__Problem__:
Write out exactly the lines running from the one that contains "Using the provided image, produce bounding boxes for mural" through the end of the material.
::: Data shown
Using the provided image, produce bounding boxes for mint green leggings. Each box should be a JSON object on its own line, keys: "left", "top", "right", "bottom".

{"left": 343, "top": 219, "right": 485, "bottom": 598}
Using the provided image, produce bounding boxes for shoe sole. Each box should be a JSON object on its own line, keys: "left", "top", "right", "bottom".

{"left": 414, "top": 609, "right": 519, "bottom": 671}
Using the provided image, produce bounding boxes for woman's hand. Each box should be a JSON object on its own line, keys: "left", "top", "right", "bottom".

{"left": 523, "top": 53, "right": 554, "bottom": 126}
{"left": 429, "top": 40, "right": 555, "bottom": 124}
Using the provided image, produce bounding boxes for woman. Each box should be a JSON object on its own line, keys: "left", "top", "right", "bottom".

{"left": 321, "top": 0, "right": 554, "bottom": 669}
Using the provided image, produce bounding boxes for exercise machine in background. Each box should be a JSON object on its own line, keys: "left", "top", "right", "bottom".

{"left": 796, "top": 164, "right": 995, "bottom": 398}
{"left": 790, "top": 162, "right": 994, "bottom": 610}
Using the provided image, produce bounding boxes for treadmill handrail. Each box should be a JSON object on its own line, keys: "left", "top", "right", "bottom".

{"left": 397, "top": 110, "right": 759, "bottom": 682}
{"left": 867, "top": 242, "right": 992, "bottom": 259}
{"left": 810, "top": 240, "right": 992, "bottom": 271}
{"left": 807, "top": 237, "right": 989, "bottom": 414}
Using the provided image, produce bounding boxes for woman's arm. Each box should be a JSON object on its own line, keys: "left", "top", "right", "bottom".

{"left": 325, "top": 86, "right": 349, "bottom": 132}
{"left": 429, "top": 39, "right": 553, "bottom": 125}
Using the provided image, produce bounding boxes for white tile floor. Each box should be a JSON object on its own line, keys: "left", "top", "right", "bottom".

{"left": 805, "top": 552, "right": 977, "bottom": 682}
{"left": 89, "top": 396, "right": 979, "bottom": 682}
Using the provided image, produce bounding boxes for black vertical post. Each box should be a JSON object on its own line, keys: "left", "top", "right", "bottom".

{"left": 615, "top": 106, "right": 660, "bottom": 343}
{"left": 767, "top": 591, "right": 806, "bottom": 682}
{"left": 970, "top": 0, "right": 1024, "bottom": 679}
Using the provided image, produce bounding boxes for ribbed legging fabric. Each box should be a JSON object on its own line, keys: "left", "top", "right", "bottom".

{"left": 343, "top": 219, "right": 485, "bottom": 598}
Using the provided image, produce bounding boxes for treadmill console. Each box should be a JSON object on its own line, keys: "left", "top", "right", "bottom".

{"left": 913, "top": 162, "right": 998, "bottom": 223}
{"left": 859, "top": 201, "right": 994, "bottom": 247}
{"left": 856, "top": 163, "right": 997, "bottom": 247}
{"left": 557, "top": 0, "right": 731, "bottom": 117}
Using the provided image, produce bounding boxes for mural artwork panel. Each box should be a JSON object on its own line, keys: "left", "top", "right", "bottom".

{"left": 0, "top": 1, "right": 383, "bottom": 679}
::::::
__Your response__:
Using the provided image, produce bounding boxes for mural artwork panel. Each box should be a JSON object on its own line, keys: "left", "top", "right", "bottom".

{"left": 0, "top": 1, "right": 383, "bottom": 679}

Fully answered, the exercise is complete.